* _DIRECTIONS FOR THIS TASK_
Please convert the data, from the line containing "Where can the charred" through the end of the data, inclusive, into a Markdown table with the columns "Row" and "Line", skipping blank lines and leaving out the pictures.

* _DATASET_
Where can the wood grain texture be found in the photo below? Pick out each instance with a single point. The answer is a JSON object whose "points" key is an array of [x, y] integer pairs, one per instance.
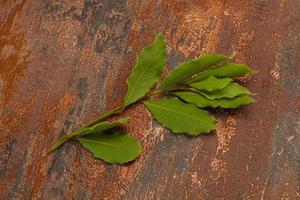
{"points": [[64, 62]]}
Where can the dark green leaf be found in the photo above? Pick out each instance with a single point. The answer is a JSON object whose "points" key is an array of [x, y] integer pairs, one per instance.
{"points": [[203, 102], [228, 70], [150, 65], [112, 148], [189, 68], [211, 84], [102, 126], [180, 117], [230, 91]]}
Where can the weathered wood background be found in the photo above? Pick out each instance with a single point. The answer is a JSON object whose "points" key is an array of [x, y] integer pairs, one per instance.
{"points": [[64, 62]]}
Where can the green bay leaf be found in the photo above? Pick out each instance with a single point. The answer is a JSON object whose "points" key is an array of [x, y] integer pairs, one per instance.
{"points": [[181, 117], [231, 70], [211, 83], [149, 67], [101, 126], [116, 148], [191, 67], [202, 102], [230, 91]]}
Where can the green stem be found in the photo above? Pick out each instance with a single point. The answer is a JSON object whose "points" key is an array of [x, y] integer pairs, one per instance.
{"points": [[69, 136]]}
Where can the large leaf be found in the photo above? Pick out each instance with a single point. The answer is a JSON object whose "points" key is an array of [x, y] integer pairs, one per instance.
{"points": [[112, 148], [202, 102], [231, 70], [211, 84], [101, 126], [180, 117], [150, 65], [189, 68], [230, 91]]}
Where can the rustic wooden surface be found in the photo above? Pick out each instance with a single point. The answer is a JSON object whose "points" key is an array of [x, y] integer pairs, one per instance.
{"points": [[64, 62]]}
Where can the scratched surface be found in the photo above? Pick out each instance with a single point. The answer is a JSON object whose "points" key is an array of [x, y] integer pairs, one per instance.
{"points": [[64, 62]]}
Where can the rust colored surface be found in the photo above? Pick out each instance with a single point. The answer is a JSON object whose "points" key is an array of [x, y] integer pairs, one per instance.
{"points": [[64, 62]]}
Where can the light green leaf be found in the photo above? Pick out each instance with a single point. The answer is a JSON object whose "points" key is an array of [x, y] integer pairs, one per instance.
{"points": [[230, 91], [180, 117], [191, 67], [228, 70], [202, 102], [101, 126], [113, 148], [211, 84], [150, 65]]}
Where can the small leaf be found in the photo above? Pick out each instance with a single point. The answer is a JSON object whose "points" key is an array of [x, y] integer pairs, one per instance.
{"points": [[150, 65], [180, 117], [211, 84], [230, 91], [203, 102], [228, 70], [191, 67], [102, 126], [112, 148]]}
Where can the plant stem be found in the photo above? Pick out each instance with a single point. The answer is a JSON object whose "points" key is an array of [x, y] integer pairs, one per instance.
{"points": [[69, 136]]}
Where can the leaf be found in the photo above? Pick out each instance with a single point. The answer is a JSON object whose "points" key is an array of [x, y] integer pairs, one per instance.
{"points": [[191, 67], [150, 65], [112, 148], [211, 84], [230, 91], [101, 126], [180, 117], [202, 102], [231, 70]]}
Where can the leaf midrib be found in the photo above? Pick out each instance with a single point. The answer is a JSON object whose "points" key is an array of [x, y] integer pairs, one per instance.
{"points": [[103, 143], [138, 80], [175, 112]]}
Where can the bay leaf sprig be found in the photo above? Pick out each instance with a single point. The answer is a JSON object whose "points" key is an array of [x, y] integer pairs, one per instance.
{"points": [[176, 102]]}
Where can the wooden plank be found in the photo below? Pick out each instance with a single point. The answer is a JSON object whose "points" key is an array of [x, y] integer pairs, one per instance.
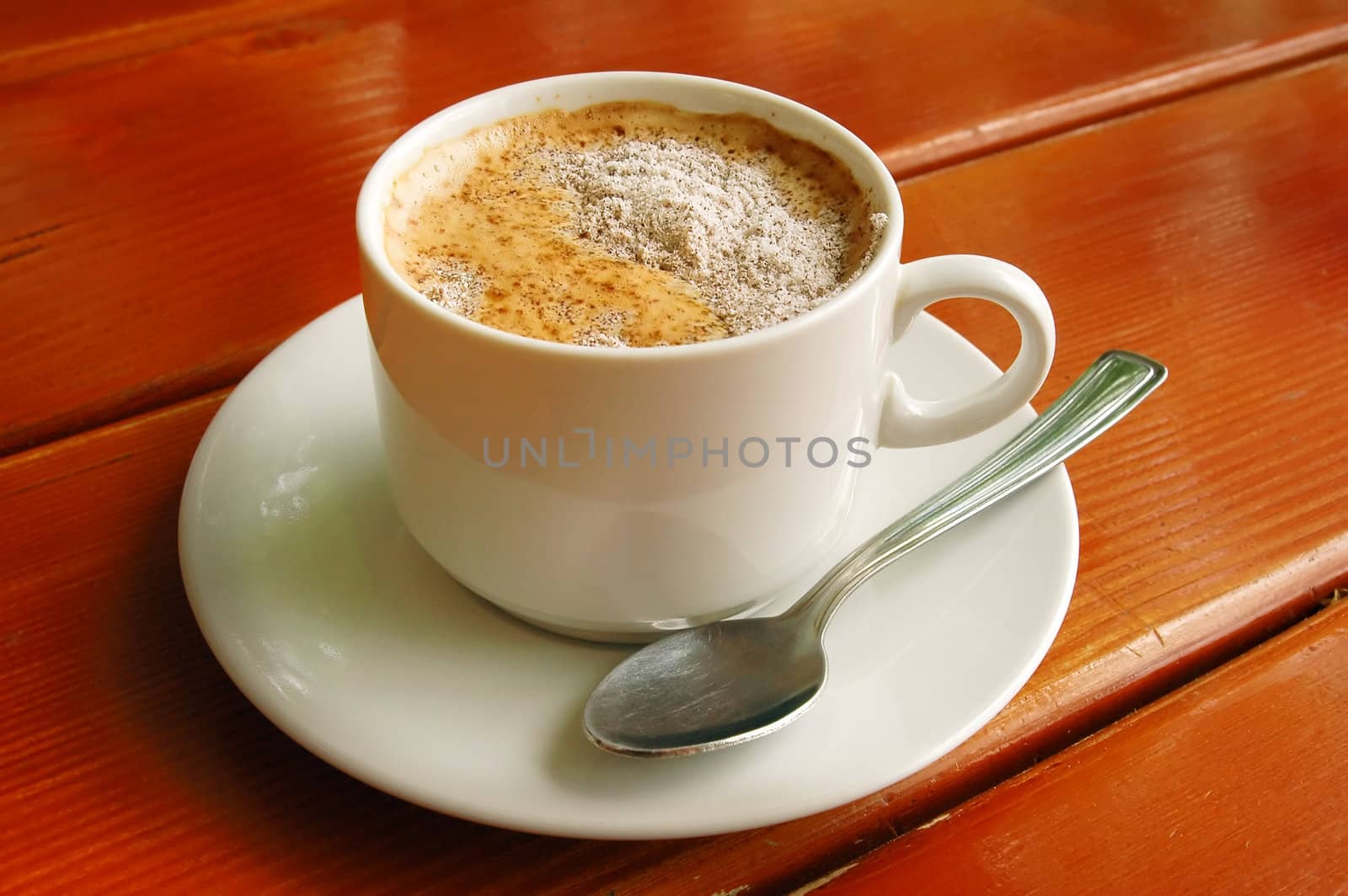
{"points": [[1206, 232], [35, 44], [179, 189], [1233, 785]]}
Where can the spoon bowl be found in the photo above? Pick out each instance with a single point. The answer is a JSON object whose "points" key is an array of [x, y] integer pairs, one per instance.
{"points": [[711, 685], [725, 684]]}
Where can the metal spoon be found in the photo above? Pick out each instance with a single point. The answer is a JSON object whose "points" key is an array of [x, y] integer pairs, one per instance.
{"points": [[728, 682]]}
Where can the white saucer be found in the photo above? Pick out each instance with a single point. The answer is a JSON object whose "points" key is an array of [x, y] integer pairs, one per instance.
{"points": [[344, 633]]}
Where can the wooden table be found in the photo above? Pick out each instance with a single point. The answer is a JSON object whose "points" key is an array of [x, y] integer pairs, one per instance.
{"points": [[179, 182]]}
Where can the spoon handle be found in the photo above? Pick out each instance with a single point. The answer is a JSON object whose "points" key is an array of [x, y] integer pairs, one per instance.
{"points": [[1100, 397]]}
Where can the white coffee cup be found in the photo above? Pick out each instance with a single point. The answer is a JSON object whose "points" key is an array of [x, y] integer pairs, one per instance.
{"points": [[617, 515]]}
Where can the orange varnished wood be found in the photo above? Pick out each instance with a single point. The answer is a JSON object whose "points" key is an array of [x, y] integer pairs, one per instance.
{"points": [[1233, 785], [1206, 232], [179, 184]]}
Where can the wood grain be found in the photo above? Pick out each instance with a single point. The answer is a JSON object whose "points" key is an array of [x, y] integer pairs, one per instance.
{"points": [[1233, 785], [1206, 232], [179, 181]]}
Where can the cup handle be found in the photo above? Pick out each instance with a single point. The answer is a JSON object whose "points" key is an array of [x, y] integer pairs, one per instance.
{"points": [[907, 422]]}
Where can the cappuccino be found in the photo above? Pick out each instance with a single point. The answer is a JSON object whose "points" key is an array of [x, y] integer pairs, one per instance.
{"points": [[630, 224]]}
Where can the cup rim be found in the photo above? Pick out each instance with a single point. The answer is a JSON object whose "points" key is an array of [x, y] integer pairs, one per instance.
{"points": [[377, 184]]}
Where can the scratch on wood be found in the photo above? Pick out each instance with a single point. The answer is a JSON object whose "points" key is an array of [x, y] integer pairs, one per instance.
{"points": [[20, 253], [819, 883], [934, 821]]}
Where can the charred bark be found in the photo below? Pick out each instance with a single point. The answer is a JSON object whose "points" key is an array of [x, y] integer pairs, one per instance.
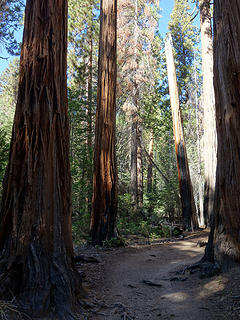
{"points": [[105, 201], [225, 241], [36, 264], [185, 186], [210, 136]]}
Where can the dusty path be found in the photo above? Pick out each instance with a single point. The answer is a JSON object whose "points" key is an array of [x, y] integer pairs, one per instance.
{"points": [[118, 290]]}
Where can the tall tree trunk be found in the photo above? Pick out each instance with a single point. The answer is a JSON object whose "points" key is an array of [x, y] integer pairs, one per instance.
{"points": [[139, 168], [36, 265], [227, 94], [136, 134], [104, 203], [150, 164], [187, 200], [134, 183], [210, 136], [89, 118]]}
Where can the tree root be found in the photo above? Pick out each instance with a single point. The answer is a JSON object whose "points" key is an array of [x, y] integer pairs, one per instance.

* _TASK OUTPUT_
| Row | Line |
|---|---|
| 1 | Where can the charred bark be found in the photo below? Pick out each instance with a single point. The answer is a JSON object whose "points" key is an array of [x, y] integer pairs, one per instance. |
| 2 | {"points": [[105, 201], [225, 241], [36, 264], [185, 186], [210, 136]]} |
| 3 | Where can the dusty path be found in the photo above? Pick out each instance with a single point. The answer is a JSON object whose "points" key is an array of [x, y] integer pairs, one per instance. |
| 4 | {"points": [[118, 290]]} |
| 5 | Where can the tall tree trunk be found in the photo above? Pick out each instance with a single point. The answer is a JSON object whose "points" key is an array of [x, y] integer pairs, one per instance. |
| 6 | {"points": [[139, 168], [36, 265], [227, 94], [136, 134], [104, 203], [150, 164], [187, 200], [134, 183], [210, 136], [89, 118]]} |
| 7 | Where can the tree root be found in the photo above? Pick out each instance with a single point. The answer is a JSON object whose "points" key is an array of [x, y] integer pairs, one per instance. |